Task statement =
Exactly as given, repeat all of the entries.

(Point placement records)
--- Start ---
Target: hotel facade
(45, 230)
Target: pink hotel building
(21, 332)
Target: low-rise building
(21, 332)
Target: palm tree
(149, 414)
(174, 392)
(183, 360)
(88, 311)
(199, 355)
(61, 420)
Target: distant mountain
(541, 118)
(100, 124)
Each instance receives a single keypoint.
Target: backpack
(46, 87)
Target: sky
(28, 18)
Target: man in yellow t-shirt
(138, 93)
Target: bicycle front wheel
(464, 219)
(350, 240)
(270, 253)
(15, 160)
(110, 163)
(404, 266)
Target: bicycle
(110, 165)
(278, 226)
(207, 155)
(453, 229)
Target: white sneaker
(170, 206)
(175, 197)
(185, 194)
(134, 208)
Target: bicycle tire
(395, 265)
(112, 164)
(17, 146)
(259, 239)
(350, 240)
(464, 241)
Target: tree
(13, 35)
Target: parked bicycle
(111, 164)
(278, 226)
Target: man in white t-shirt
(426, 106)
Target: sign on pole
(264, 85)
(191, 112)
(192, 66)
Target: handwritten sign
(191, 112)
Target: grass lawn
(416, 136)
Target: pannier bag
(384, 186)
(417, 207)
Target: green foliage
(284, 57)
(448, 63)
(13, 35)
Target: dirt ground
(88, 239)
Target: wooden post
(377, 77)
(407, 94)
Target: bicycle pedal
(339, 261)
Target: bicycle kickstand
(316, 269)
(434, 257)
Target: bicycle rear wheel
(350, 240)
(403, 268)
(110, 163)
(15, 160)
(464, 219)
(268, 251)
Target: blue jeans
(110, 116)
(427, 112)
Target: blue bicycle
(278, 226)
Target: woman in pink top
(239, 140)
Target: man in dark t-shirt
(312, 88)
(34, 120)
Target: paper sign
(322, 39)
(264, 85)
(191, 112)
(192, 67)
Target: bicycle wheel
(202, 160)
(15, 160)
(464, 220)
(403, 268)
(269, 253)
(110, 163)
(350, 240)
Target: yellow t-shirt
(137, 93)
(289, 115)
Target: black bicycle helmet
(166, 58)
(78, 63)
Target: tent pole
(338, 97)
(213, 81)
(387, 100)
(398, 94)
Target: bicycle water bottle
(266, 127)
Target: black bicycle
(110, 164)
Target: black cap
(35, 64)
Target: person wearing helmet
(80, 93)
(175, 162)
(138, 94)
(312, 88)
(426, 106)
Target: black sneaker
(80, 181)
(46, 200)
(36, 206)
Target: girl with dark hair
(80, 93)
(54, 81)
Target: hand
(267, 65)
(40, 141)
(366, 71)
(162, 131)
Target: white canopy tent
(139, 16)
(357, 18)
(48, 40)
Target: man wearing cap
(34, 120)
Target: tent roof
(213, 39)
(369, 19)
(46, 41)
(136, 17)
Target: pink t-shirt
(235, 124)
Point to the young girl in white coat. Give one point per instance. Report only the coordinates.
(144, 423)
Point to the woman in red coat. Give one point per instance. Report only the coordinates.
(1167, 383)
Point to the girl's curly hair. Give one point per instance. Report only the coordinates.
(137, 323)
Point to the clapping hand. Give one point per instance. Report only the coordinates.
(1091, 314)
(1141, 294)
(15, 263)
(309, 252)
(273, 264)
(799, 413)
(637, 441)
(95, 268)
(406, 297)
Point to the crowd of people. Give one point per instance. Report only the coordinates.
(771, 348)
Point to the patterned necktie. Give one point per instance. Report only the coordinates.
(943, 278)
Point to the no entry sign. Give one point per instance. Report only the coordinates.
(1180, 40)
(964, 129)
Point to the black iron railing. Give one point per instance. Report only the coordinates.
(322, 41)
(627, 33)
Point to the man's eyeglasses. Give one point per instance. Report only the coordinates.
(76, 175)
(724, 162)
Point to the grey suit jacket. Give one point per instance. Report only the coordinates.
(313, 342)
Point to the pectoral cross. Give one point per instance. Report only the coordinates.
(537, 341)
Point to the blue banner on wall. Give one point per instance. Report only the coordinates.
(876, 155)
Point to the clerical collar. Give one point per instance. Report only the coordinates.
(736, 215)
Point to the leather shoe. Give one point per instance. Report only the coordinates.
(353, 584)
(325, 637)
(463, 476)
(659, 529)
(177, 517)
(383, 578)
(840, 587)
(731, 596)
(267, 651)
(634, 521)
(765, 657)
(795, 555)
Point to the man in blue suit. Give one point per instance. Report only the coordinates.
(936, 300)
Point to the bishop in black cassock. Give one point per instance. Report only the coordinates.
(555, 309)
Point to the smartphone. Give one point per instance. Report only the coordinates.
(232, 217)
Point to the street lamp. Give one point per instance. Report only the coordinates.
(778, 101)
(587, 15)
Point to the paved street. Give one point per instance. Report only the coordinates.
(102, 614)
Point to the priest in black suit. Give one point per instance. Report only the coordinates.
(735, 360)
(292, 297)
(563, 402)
--- End ---
Expected output =
Target: hotel facade
(45, 230)
Target: pink hotel building
(21, 332)
Target: low-rise building
(21, 332)
Target: palm tree
(149, 414)
(174, 392)
(183, 360)
(88, 311)
(199, 355)
(61, 420)
Target: distant mountain
(541, 118)
(100, 124)
Each instance receives a single keypoint.
Target: backpack
(46, 87)
Target: sky
(28, 18)
Target: man in yellow t-shirt
(138, 93)
Target: bicycle front wheel
(464, 219)
(350, 240)
(270, 253)
(15, 160)
(110, 163)
(404, 266)
Target: bicycle
(110, 165)
(278, 226)
(207, 155)
(453, 229)
Target: white sneaker
(170, 206)
(175, 197)
(185, 194)
(134, 208)
Target: bicycle tire
(395, 265)
(112, 164)
(17, 146)
(259, 239)
(350, 240)
(464, 241)
Target: tree
(13, 35)
Target: parked bicycle
(111, 164)
(278, 226)
Target: man in white t-shirt
(426, 106)
Target: sign on pole
(264, 85)
(191, 112)
(192, 66)
Target: handwritten sign
(191, 112)
Target: grass lawn
(416, 136)
Target: pannier bag
(384, 186)
(417, 207)
Target: green foliage
(284, 57)
(448, 63)
(13, 35)
Target: dirt ground
(88, 239)
Target: wooden post
(377, 77)
(407, 94)
Target: bicycle pedal
(339, 261)
Target: bicycle kickstand
(316, 269)
(434, 257)
Target: bicycle rear wheel
(350, 240)
(403, 268)
(110, 163)
(15, 160)
(464, 219)
(268, 251)
Target: blue jeans
(110, 116)
(427, 112)
Target: blue bicycle
(278, 226)
Target: woman in pink top
(239, 140)
Target: man in dark t-shirt
(312, 88)
(34, 120)
Target: paper sign
(322, 39)
(264, 85)
(191, 112)
(192, 67)
Target: bicycle wheel
(202, 160)
(15, 160)
(464, 220)
(403, 268)
(269, 253)
(110, 163)
(350, 240)
Target: yellow t-shirt
(137, 93)
(289, 115)
Target: black bicycle helmet
(166, 58)
(78, 63)
Target: tent pole
(338, 97)
(213, 81)
(387, 100)
(398, 94)
Target: bicycle water bottle
(266, 127)
Target: black bicycle
(110, 164)
Target: black cap
(35, 64)
Target: person wearing helmet
(80, 93)
(175, 162)
(138, 94)
(312, 88)
(426, 106)
Target: black sneaker
(80, 181)
(46, 200)
(36, 206)
Target: girl with dark hair
(80, 93)
(54, 81)
Target: hand
(267, 65)
(40, 141)
(366, 71)
(162, 131)
Target: white canopy tent
(139, 16)
(357, 18)
(48, 40)
Target: man wearing cap
(34, 120)
Target: tent roof
(213, 39)
(369, 19)
(46, 41)
(136, 17)
Target: pink t-shirt
(235, 124)
Point to the young girl in white coat. Give one point per instance. Report only the coordinates.
(144, 423)
Point to the woman in red coat. Give one point per instance. Report only the coordinates.
(1167, 383)
Point to the girl's curly hair. Give one point per instance. Report only the coordinates.
(137, 323)
Point to the clapping hand. Give one point per instance. Report only the coordinates.
(1091, 314)
(1141, 294)
(15, 263)
(309, 252)
(273, 264)
(799, 413)
(637, 441)
(95, 268)
(406, 297)
Point to the crowd of people. Give one point per instance. Report only the coordinates.
(771, 348)
Point to the patterned necktie. Give one point per instance. Report only the coordinates.
(943, 278)
Point to the no entry sign. Give one point per instance. Report only the coordinates.
(1180, 40)
(964, 129)
Point to the black iron railing. Give one point per instance. Report only the coordinates.
(322, 41)
(627, 33)
Point to the man's eyeglasses. Give one point per instance. Report only the coordinates.
(76, 175)
(724, 162)
Point to the grey suit jacket. Give one point per instance. Report only the coordinates.
(313, 342)
Point to the pectoral cross. Give one point per instance. Report only the coordinates.
(537, 341)
Point to the blue banner on wall. Give one point per instance. Report only the coordinates.
(876, 155)
Point to the clerical collar. Give one point per instance. Report only the coordinates.
(736, 215)
Point to the leather shoe. Give one point per instance. Report only the coordinates.
(353, 584)
(325, 637)
(463, 476)
(659, 529)
(177, 517)
(383, 578)
(840, 587)
(731, 596)
(267, 651)
(634, 521)
(765, 657)
(795, 555)
Point to the man in blue suit. Give one point per instance. Report only the coordinates.
(936, 300)
Point to the bishop in black cassock. Give one point per instance. Report only the coordinates.
(555, 309)
Point to the smartphone. Give one point per instance. Report only the coordinates.
(232, 217)
Point to the street lamp. Give one point per instance. Report only the coordinates.
(778, 101)
(587, 15)
Point to the paved street. Give one point per instance. Report only the coordinates.
(102, 614)
Point to the priest in black suit. Give one point per instance. Report only the coordinates.
(735, 360)
(292, 297)
(563, 402)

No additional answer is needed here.